Stated exercise: Repeat the rows below word for word, beginning with the row that contains "Input query: stone wall of tower" and going through the last row.

Input rows:
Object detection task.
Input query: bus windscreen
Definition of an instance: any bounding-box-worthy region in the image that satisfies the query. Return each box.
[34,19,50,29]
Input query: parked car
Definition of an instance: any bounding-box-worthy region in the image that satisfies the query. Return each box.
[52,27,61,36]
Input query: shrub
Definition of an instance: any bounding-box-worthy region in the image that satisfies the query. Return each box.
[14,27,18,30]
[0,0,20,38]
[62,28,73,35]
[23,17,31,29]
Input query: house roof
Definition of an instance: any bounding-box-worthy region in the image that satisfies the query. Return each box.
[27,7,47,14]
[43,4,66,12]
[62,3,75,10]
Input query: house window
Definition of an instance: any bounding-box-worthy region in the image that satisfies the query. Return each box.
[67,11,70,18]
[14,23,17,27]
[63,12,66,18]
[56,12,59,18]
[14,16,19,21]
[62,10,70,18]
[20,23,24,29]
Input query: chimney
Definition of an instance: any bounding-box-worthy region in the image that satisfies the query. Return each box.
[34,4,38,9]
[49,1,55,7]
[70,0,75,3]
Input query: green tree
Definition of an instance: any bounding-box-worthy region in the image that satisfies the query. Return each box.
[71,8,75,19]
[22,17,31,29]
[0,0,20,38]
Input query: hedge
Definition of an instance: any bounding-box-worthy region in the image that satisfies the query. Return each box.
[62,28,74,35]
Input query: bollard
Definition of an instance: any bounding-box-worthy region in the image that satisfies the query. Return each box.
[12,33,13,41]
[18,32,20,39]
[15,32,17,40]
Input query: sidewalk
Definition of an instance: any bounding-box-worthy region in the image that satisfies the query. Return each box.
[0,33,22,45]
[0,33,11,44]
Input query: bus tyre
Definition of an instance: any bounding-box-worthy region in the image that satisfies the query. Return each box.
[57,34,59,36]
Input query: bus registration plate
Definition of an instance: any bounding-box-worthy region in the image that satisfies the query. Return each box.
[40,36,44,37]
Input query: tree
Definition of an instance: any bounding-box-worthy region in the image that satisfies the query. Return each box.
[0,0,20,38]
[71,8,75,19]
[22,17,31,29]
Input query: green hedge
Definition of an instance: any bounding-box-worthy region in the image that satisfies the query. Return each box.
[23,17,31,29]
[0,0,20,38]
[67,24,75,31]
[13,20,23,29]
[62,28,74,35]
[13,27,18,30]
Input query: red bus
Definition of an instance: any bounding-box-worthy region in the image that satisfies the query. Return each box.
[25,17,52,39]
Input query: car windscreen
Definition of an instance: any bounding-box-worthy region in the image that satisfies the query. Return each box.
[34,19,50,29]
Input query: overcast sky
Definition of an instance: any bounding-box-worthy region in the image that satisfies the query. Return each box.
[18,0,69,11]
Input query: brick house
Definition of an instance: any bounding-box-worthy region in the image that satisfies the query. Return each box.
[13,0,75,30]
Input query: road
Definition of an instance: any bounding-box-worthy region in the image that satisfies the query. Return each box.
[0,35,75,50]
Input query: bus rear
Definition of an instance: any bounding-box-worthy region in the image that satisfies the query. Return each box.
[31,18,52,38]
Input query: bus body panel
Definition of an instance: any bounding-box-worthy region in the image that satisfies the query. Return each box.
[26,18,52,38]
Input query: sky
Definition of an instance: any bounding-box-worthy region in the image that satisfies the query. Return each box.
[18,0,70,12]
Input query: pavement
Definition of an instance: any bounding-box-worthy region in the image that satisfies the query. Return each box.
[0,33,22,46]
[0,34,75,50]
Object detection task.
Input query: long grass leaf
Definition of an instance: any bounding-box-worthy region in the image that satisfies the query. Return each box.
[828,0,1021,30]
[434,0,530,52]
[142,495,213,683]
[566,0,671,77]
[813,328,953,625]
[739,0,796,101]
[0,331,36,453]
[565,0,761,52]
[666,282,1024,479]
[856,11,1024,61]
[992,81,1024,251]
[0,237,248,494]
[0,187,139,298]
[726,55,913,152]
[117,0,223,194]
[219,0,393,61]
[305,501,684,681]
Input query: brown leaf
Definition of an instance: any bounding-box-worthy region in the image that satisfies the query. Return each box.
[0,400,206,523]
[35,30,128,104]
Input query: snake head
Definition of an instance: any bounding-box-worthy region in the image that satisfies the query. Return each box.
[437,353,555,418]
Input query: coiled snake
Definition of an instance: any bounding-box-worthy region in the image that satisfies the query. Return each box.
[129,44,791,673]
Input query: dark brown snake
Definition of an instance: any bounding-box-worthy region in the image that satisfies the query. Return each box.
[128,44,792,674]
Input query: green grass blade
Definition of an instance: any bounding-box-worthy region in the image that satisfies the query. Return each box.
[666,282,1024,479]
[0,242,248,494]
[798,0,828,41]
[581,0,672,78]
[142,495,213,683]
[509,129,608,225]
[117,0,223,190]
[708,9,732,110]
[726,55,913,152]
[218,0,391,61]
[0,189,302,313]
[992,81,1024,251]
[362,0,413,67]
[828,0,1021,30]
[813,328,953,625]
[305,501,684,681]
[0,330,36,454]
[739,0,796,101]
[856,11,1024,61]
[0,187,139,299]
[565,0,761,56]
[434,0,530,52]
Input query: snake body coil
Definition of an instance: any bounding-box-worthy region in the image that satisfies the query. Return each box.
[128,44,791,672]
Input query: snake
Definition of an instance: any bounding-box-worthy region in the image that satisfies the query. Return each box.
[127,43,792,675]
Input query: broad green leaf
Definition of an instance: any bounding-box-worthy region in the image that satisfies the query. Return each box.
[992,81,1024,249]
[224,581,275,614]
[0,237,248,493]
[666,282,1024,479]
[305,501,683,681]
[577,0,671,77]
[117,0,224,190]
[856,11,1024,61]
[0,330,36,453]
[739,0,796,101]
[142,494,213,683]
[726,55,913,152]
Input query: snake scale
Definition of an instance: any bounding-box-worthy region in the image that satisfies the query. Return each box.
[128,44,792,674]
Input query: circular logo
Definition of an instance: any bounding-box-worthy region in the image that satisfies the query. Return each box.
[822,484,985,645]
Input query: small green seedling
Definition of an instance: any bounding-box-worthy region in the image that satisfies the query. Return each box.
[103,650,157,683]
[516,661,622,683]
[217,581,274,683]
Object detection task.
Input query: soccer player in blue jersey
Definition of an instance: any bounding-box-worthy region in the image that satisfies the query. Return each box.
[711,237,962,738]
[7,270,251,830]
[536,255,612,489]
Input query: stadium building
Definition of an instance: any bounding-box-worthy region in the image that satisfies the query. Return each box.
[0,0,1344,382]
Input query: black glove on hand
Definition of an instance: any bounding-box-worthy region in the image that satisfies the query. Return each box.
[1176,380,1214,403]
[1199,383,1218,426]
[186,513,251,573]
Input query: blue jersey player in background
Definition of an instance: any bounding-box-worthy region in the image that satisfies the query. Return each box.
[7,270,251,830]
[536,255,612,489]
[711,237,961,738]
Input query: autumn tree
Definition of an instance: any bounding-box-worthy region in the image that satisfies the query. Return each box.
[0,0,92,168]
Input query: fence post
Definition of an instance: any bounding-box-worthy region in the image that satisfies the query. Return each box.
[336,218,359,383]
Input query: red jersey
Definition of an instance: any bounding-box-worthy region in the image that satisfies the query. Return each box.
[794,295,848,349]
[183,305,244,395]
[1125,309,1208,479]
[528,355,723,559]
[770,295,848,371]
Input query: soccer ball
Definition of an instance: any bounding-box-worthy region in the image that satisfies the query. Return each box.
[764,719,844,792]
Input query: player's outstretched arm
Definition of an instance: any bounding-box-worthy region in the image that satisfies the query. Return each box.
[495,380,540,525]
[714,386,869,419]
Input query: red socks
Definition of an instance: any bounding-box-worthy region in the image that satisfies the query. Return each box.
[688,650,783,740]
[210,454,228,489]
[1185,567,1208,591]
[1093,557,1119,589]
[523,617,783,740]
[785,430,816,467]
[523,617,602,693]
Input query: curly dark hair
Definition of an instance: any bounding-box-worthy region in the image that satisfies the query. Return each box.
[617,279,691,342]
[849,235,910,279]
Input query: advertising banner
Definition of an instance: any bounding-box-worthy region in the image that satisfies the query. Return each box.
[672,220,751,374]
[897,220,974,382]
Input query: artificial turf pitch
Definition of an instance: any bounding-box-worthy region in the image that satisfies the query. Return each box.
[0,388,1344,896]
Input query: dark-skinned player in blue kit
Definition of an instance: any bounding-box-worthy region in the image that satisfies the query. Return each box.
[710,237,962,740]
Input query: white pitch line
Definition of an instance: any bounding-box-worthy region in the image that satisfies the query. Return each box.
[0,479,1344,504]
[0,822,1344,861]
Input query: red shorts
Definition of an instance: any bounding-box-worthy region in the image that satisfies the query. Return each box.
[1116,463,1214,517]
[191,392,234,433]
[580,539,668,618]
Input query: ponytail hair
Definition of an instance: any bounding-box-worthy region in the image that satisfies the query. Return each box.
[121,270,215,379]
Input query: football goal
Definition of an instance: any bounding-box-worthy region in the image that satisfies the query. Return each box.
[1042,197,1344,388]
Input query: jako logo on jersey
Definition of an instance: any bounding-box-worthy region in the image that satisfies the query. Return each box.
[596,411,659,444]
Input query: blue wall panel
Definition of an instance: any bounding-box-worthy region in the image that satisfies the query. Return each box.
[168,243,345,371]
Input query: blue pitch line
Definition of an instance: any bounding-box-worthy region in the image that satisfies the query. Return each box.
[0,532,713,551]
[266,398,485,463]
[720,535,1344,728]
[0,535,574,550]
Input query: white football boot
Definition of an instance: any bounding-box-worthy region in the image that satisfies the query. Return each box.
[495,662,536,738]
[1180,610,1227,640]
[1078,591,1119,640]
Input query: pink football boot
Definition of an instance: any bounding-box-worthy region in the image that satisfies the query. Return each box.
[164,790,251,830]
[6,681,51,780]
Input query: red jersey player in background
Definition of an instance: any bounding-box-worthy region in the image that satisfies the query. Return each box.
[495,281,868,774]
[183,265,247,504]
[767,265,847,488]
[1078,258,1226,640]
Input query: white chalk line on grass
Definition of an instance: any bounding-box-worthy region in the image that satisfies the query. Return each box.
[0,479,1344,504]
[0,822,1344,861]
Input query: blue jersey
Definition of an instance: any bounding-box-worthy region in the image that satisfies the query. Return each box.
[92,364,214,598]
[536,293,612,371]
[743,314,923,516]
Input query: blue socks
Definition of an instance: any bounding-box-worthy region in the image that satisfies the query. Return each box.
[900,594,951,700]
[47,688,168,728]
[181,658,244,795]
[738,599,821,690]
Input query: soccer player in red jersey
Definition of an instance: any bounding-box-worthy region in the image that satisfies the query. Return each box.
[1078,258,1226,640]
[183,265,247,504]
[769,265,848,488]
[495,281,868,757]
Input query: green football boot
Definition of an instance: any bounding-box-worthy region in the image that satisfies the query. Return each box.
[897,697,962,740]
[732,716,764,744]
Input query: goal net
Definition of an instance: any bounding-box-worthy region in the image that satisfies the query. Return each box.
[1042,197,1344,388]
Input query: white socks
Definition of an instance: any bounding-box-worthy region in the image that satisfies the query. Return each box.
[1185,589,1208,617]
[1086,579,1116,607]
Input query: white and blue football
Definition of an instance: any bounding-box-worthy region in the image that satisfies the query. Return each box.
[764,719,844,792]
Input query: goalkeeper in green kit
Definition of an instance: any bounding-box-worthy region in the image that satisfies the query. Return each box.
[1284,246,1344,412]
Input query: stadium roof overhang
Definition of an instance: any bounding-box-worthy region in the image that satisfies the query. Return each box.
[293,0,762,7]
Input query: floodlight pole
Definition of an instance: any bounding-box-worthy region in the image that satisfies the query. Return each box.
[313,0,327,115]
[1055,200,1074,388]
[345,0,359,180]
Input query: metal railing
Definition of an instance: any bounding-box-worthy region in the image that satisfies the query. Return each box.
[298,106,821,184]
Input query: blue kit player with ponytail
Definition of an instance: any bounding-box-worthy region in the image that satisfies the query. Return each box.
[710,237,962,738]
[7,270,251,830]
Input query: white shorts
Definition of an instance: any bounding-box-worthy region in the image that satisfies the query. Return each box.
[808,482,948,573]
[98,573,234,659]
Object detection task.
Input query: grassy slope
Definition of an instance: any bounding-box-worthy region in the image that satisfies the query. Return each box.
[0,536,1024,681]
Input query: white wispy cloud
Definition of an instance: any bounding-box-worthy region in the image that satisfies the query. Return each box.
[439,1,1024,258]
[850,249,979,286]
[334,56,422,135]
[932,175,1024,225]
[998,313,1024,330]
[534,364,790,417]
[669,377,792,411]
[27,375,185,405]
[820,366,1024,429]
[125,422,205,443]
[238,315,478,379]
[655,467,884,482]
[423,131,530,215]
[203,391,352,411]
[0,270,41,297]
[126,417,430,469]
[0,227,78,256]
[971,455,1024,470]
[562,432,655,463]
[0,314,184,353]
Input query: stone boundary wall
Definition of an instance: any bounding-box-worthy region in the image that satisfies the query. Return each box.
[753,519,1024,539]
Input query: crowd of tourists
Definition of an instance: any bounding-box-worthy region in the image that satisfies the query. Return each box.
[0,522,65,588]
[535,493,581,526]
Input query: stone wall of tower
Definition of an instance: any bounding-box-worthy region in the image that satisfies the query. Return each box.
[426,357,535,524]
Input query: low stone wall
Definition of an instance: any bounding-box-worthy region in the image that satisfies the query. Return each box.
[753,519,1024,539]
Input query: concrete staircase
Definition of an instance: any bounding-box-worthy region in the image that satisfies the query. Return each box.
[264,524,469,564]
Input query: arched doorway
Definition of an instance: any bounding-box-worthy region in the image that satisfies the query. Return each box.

Exercise output:
Input query: stone wall of tower
Definition of an instance: any bounding-box-worthy region in the image that satisfies the query. Return each box.
[426,357,535,524]
Input query: low stone wall
Definition of an instance: any bounding-box-worthy region in the image that satisfies the query. Return each box.
[753,519,1024,539]
Input query: concrete staircase
Definition of an instance: any bounding-box-worthy region in the image that satisfies the query. Return each box.
[264,524,469,564]
Input query: arched doorway
Definition of an instance: any bounding-box-worthy region in the image that satisfies the query. Return each box.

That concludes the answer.